Morphine Sulfate (Page 3 of 6)


The following serious adverse reactions are described, or described in greater detail, in other sections:

Addiction, Abuse, and Misuse [ see Warnings and Precautions (5.1)]

Life-Threatening Respiratory Depression [ see Warnings and Precautions (5.2)]

Neonatal Opioid Withdrawal Syndrome [ see Warnings and Precautions (5.3)]

Interactions with Benzodiazepine or Other CNS Depressants [ see Warnings and Precautions (5.4)]

Adrenal Insufficiency [ see Warnings and Precautions (5.7)]

Severe Hypotension [ see Warnings and Precautions (5.8)]

Gastrointestinal Adverse Reactions [ see Warnings and Precautions (5.10)]

Seizures [ see Warnings and Precautions (5.11)]

Withdrawal [ see Warnings and Precautions (5.12)]

The following adverse reactions associated with the use of morphine were identified in clinical studies or postmarketing reports. Because some of these reactions were reported voluntarily from a population of uncertain size, it is not always possible to reliably estimate their frequency or establish a causal relationship to drug exposure.

## DATASET EXTRACT:
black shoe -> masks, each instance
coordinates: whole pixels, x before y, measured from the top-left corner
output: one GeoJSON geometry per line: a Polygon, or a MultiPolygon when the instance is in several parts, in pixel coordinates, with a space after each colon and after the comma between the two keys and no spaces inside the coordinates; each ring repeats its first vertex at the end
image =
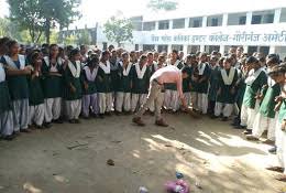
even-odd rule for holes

## REQUIRED WORK:
a) Answer these questions from the morphine sulfate text:
(i) Which Warnings and Precautions section covers seizures?
(ii) Which Warnings and Precautions section covers adrenal insufficiency?
(iii) In what two kinds of sources were the adverse reactions associated with morphine identified?
b) Extend the morphine sulfate text, starting after its last sentence.
The lines are separate material with no connection to the morphine sulfate text.

## LIST OF ANSWERS:
a)
(i) Section 5.11
(ii) Section 5.7
(iii) Clinical studies and postmarketing reports

b)
Serious adverse reactions associated with morphine use included: respiratory depression, apnea, and to a lesser degree, circulatory depression, respiratory arrest, shock and cardiac arrest.

The common adverse reactions seen on initiation of therapy with morphine were dose-dependent and were typical opioid-related adverse reactions. The most frequent of these included: constipation, nausea, and somnolence. Other commonly observed adverse reactions included: lightheadedness, dizziness, sedation, vomiting, and sweating. The frequency of these events depended upon several factors including clinical setting, the patient’s level of opioid tolerance, and host factors specific to the individual.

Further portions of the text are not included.